(Mask labeling records)
◆ ◆ ◆ ◆ ◆

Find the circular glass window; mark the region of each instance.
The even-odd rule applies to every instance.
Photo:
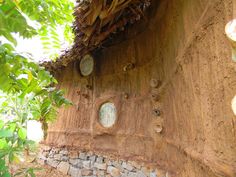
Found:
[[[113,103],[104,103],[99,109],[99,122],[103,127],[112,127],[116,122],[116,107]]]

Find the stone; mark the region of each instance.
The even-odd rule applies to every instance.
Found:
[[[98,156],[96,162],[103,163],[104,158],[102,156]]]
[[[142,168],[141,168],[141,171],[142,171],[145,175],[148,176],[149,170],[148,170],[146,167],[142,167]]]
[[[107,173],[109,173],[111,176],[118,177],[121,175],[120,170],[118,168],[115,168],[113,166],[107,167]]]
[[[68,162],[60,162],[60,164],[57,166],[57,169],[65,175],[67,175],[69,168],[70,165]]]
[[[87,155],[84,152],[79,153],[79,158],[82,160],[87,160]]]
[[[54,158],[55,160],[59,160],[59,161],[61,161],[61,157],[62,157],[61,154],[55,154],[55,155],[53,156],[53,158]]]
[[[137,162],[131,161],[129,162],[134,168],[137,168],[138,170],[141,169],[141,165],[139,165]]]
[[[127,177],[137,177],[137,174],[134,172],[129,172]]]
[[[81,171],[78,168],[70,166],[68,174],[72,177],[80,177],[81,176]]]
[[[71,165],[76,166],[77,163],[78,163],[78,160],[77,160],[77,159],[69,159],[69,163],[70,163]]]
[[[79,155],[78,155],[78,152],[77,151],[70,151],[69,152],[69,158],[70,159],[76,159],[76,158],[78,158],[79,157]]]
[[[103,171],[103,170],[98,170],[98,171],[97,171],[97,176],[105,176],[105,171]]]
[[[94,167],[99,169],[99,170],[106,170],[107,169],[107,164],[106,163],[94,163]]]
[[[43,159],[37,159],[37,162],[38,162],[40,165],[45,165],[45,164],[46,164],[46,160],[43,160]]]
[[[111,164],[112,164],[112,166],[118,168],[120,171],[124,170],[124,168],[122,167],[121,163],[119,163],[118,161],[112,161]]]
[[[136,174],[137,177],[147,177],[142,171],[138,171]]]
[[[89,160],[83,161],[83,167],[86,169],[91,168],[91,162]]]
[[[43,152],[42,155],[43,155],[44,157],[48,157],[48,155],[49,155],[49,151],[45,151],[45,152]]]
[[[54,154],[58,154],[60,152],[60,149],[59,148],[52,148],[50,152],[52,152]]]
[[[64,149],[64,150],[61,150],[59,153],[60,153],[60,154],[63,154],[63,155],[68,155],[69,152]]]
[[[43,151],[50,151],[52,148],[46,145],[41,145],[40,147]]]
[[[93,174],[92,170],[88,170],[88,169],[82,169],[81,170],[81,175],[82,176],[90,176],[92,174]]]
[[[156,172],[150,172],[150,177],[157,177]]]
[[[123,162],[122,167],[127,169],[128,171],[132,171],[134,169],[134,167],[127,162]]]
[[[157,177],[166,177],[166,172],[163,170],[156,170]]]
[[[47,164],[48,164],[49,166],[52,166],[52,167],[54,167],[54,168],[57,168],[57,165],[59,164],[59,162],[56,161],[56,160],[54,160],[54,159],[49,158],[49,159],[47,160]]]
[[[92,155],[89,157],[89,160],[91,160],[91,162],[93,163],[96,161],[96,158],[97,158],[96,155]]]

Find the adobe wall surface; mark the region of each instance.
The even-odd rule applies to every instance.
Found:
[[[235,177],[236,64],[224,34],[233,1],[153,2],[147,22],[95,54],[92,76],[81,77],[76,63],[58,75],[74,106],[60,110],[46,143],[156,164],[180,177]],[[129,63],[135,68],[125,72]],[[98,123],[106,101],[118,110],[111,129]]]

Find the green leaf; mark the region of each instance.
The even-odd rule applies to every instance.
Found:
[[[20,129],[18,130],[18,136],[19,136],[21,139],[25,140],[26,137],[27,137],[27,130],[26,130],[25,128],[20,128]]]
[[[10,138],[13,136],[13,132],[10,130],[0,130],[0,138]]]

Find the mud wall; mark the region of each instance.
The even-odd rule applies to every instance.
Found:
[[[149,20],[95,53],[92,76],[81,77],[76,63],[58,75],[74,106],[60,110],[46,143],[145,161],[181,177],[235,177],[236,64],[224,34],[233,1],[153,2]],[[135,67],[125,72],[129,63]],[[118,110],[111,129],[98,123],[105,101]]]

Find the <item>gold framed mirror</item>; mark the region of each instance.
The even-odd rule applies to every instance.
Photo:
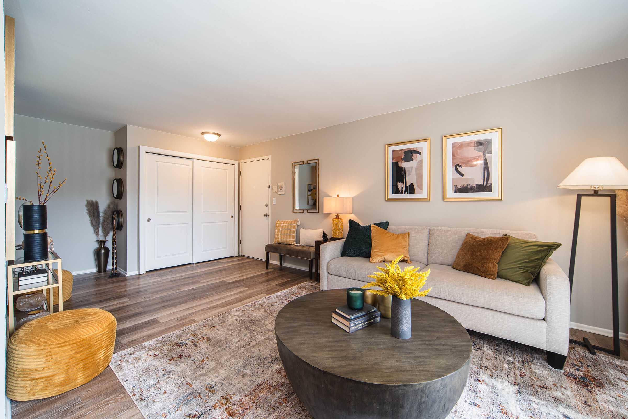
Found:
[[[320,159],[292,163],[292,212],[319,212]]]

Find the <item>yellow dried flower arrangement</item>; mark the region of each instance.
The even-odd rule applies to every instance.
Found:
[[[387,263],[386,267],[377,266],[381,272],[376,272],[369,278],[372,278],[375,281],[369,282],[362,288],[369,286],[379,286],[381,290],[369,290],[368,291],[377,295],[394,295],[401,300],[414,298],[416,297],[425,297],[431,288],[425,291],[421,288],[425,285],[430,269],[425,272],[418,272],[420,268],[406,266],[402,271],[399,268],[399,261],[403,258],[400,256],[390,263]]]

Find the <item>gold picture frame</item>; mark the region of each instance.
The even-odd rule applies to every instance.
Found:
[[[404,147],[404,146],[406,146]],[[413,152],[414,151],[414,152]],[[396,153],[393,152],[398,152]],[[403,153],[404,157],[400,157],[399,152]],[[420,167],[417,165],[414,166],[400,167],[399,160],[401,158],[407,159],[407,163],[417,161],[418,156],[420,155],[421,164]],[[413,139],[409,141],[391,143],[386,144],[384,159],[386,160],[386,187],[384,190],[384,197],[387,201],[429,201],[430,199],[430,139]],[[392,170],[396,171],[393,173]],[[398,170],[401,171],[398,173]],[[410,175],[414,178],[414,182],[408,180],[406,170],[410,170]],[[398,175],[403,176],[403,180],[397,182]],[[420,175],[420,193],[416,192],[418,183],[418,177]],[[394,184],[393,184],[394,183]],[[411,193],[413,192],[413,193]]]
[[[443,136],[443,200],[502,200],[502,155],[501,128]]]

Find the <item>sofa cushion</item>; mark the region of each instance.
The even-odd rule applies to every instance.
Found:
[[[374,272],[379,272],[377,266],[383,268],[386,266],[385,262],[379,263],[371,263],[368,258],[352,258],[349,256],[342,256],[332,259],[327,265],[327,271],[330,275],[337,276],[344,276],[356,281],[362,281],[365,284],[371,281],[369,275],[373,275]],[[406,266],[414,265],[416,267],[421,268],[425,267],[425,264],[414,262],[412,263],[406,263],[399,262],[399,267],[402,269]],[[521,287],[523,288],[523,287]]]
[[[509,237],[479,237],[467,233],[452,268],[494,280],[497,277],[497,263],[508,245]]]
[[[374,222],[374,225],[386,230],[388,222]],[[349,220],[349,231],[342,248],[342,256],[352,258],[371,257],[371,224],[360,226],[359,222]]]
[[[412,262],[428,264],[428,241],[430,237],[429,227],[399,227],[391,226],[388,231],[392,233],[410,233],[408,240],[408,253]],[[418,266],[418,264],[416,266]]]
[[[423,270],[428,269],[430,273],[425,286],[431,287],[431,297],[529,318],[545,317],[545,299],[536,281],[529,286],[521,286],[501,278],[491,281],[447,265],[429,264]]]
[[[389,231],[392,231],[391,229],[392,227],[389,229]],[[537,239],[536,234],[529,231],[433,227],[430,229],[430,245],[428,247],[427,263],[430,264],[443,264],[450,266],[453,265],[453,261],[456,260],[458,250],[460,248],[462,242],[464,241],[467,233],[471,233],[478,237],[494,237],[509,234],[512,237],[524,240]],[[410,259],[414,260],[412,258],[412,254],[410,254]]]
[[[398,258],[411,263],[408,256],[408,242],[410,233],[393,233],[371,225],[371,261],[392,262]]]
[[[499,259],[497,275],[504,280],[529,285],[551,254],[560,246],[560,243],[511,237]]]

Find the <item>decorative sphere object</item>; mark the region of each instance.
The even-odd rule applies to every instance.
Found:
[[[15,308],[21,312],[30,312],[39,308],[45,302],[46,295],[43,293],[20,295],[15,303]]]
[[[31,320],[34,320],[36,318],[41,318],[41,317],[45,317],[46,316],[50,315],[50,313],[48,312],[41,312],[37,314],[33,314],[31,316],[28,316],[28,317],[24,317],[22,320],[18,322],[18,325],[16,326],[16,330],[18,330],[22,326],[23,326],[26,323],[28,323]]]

◆ ◆ ◆ ◆ ◆

■ Instructions to follow:
Lay out everything in the records from the line containing "Find the <item>gold framed" down to the line containing "[[[443,136],[443,200],[502,200],[502,155],[501,128]]]", both included, as a numbered list, skipping blank lines and leaving out the pictures.

■ Solution:
1. Find the <item>gold framed mirror</item>; mark the region of each instance.
2. The even-odd rule applies to every instance.
3. Photo:
4. Found:
5. [[[320,159],[292,163],[292,212],[319,212]]]
6. Find the <item>yellow dried flower arrangement</item>; mark the region of each instance.
7. The even-odd rule applies to every instance.
8. Found:
9. [[[387,263],[386,267],[377,266],[381,272],[376,272],[369,278],[372,278],[375,281],[369,282],[362,288],[369,286],[379,286],[381,290],[369,290],[368,291],[377,295],[394,295],[401,300],[414,298],[416,297],[425,297],[431,288],[425,291],[421,288],[425,285],[430,269],[425,272],[418,272],[420,268],[406,266],[402,271],[399,268],[399,261],[403,258],[400,256],[390,263]]]
10. Find the <item>gold picture frame</item>; mark the region of each instance.
11. The even-odd rule applies to every instance.
12. Found:
13. [[[404,147],[404,146],[406,146]],[[413,152],[414,151],[414,152]],[[396,153],[393,152],[398,152]],[[403,153],[404,157],[400,157],[399,152]],[[420,167],[417,165],[414,166],[400,167],[399,160],[401,158],[407,159],[407,163],[417,161],[418,156],[420,155],[421,164]],[[413,139],[409,141],[391,143],[386,144],[384,159],[386,160],[386,187],[384,190],[384,197],[387,201],[429,201],[430,199],[430,139]],[[392,170],[396,171],[393,173]],[[398,170],[401,171],[398,173]],[[410,175],[414,178],[414,182],[408,180],[406,170],[410,170]],[[398,175],[403,176],[403,180],[397,182]],[[420,175],[420,193],[416,192],[418,183],[418,177]],[[394,184],[393,184],[394,183]],[[411,193],[413,192],[413,193]]]
14. [[[443,136],[443,200],[502,200],[502,155],[501,128]]]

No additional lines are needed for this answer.